----- Extract to read

Installing an Inverter in a Motor Home
by Bob and Chrissy Eustace (www.around-oz.com)
Installing a Small Inverter in a Motor Home
An inverter is really an essential item in your motor home, as it converts 12 volts DC from your battery or solar cell into household style 230 volts alternating current. This makes your motor home even more like "home". Rather oddly very few models come with one fitted as standard. Sunliner is a notable exception and of course most of the $180,000.00 plus models from Winnebago and Swagman. If you know nothing about inverters this article is for you, as even if you have no intention of installing one yourself it will make you more conversant with what you need to buy or have fitted! As usual this is another minefield area, and yes it easy to make expensive mistakes and worse buy an unsafe unit. We have made mistakes along the way and these are detailed here. Generators and inverters both perform the same task. The difference is that an inverter only uses full power when the connected device requires it. A generator chugs away even under no load and is noisy and a polluter! Better to add more solar panels and perhaps another battery, PLUS it doesn't need petrol. Please be aware that biggest is not necessarily the best as inverters use up watts when not running and there is a 10% loss even with top notch units. Wherever possible you are better off using 12 volt DC appliances as despite their slightly extra cost, they are usually more efficient being purpose built.

----------

## Stated task
Pick up the article on fitting an inverter in a motor home after its last sentence and carry it on in the same voice.

----- Supplied information

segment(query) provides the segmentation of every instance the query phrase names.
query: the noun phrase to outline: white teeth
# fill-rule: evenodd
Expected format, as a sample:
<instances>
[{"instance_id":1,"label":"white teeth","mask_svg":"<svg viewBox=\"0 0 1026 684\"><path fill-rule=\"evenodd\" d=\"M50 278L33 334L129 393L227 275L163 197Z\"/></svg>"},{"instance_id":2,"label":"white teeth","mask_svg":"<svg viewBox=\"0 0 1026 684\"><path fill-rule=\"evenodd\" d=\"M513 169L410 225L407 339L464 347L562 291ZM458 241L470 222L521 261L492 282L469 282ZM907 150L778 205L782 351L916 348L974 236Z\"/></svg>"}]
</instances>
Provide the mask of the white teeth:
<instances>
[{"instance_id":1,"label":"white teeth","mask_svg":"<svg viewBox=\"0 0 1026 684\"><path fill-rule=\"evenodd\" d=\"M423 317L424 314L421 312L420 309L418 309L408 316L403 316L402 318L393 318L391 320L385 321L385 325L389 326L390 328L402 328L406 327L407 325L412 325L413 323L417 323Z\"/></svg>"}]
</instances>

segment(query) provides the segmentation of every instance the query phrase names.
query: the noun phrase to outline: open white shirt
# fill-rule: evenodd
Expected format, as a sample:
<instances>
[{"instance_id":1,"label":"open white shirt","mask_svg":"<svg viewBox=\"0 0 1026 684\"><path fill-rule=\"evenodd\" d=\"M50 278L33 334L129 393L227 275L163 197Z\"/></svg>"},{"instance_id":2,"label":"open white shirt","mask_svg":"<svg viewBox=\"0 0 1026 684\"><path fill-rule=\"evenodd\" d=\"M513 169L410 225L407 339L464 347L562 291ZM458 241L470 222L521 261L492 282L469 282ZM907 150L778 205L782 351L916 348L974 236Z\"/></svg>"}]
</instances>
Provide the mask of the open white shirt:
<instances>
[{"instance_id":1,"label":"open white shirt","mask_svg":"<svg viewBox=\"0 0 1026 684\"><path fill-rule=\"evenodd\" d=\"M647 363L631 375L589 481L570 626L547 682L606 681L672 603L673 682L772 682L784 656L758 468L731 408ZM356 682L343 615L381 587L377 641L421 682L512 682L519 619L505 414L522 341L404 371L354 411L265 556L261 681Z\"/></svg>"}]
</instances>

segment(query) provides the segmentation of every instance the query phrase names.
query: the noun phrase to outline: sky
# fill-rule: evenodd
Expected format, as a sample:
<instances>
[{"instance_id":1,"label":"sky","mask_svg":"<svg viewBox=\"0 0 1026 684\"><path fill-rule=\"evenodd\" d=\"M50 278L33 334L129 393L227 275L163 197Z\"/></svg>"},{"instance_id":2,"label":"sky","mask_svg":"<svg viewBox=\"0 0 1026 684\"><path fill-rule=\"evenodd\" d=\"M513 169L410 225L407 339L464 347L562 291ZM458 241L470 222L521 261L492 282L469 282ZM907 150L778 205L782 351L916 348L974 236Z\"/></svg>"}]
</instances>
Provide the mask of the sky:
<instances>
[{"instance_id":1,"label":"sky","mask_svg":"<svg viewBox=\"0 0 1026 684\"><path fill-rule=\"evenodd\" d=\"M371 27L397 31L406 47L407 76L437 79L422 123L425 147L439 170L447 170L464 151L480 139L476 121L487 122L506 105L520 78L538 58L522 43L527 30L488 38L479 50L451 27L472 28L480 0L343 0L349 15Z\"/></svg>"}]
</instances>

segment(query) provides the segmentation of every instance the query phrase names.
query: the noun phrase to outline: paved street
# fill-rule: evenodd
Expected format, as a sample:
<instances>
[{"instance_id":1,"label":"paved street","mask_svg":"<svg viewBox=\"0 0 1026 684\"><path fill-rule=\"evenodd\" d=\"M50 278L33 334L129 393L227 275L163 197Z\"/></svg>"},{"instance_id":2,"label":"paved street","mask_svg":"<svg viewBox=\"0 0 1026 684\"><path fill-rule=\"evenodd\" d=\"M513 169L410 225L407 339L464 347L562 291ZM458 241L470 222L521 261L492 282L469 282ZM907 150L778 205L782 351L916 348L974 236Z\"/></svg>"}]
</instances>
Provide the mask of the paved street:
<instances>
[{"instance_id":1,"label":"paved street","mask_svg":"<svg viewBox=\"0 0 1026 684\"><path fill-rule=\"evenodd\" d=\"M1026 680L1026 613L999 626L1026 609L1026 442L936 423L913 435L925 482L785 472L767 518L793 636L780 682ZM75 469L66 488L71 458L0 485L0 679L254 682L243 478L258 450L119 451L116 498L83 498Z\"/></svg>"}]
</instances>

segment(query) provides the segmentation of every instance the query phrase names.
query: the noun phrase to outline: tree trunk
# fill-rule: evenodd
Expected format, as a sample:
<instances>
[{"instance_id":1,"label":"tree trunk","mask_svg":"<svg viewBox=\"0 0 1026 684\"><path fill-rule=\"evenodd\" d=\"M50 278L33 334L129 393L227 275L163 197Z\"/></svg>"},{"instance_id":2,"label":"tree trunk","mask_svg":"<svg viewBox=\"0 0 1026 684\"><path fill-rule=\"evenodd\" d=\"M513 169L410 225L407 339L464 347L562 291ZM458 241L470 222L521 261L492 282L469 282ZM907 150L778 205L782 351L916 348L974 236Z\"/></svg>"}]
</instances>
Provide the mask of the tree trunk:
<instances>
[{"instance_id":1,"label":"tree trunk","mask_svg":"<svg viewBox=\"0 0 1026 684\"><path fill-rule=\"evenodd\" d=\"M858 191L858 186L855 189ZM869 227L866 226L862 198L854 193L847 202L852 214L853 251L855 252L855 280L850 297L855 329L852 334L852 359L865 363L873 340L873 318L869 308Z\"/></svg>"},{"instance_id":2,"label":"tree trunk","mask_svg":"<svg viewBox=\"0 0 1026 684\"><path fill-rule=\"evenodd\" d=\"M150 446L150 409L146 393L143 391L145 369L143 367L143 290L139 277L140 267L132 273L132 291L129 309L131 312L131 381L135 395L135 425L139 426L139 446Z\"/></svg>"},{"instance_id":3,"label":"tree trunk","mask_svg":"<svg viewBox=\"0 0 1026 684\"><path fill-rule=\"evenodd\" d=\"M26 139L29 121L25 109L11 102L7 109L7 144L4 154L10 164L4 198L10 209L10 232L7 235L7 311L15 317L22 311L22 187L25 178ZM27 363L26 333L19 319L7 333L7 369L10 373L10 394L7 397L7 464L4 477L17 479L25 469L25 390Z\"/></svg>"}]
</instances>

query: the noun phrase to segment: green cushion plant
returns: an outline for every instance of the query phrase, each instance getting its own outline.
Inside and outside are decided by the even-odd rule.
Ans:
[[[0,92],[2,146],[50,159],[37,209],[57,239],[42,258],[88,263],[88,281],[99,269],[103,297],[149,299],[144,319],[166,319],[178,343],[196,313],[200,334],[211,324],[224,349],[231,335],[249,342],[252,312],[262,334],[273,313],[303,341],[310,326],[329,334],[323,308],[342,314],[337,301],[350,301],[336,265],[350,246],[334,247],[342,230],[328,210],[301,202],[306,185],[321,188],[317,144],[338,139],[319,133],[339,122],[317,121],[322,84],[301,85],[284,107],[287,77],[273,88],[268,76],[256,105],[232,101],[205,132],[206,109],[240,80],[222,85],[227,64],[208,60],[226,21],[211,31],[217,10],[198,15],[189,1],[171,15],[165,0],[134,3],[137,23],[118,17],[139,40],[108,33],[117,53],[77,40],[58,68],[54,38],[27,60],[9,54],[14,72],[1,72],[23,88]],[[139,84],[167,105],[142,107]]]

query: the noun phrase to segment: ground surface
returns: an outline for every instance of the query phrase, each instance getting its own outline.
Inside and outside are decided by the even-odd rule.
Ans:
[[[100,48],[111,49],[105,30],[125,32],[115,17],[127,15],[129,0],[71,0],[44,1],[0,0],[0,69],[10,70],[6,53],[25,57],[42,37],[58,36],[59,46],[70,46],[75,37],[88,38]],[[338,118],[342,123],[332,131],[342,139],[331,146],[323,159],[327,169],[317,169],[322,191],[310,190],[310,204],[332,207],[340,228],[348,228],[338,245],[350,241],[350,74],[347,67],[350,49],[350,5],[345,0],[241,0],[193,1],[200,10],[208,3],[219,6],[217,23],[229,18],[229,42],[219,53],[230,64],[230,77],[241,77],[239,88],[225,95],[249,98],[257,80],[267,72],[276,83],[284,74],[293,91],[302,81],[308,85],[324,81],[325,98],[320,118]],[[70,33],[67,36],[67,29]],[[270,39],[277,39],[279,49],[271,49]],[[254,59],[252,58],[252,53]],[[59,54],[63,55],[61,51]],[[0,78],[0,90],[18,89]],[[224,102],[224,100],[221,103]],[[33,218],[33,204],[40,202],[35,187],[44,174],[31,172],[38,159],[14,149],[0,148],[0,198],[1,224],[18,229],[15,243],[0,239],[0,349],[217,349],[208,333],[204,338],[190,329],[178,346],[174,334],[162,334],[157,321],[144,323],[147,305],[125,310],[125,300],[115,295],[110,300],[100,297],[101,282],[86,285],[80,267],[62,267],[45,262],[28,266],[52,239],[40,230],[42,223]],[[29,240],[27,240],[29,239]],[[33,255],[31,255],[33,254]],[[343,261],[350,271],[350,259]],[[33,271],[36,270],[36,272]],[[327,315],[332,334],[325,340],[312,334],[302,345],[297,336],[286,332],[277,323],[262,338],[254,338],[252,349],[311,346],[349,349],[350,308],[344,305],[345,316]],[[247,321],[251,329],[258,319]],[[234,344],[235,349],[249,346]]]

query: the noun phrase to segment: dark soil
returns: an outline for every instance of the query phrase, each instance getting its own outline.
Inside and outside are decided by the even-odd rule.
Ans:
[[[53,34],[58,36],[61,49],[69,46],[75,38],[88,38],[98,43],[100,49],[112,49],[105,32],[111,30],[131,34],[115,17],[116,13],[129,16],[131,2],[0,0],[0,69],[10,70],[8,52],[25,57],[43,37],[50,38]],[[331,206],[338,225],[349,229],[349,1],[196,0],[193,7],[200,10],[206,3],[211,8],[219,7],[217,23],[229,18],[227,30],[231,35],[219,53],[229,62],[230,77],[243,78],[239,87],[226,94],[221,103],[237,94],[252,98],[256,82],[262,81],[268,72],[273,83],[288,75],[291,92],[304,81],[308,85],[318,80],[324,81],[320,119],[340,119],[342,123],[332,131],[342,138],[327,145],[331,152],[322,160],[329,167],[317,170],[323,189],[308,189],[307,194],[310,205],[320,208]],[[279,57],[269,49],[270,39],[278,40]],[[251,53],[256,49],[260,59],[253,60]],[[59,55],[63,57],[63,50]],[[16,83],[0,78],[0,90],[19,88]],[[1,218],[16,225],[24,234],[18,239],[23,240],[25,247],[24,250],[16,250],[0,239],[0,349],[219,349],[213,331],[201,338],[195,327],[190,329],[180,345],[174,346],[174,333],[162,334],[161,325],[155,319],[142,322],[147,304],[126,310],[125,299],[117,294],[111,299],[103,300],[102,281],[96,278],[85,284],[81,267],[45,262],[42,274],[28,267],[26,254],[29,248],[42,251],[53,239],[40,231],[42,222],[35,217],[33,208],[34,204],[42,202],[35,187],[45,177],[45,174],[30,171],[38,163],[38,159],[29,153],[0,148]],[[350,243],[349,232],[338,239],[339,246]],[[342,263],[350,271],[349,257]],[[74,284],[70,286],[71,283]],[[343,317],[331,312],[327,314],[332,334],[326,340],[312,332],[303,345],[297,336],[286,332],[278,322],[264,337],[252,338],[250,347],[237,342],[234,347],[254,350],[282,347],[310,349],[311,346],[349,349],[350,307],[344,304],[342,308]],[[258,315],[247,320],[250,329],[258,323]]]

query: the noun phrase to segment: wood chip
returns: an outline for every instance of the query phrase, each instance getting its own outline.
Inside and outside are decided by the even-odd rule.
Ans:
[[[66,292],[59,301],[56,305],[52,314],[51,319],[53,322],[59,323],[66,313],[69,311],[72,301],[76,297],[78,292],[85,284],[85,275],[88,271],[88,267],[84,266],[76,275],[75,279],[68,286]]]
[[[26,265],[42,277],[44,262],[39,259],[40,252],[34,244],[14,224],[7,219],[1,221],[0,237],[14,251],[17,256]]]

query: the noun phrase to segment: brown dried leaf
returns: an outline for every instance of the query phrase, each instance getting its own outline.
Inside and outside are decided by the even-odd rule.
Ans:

----------

## Answer for the task
Please remember safety when messing with inverters.
It can kill you just as quickly as the normal mains, particularly if you don't bolt it into your motor home. Some inverters can be quite lethal if used in the boot of a car for instance and a fault develops. The following instructions relate to fitting an inverter in a Freeway, however with minor adapting you can certainly use it with most other motor homes regardless of manufacturer. At the outset please note that we will be CONTINUALLY stressing safety throughout this article. At one stage we abandoned this story because of all the safety problems we encountered, but then realised if we did nothing no one will find out about the dangers and pitfalls. So please read this article as a starting point in your quest for finding the perfect inverter for you.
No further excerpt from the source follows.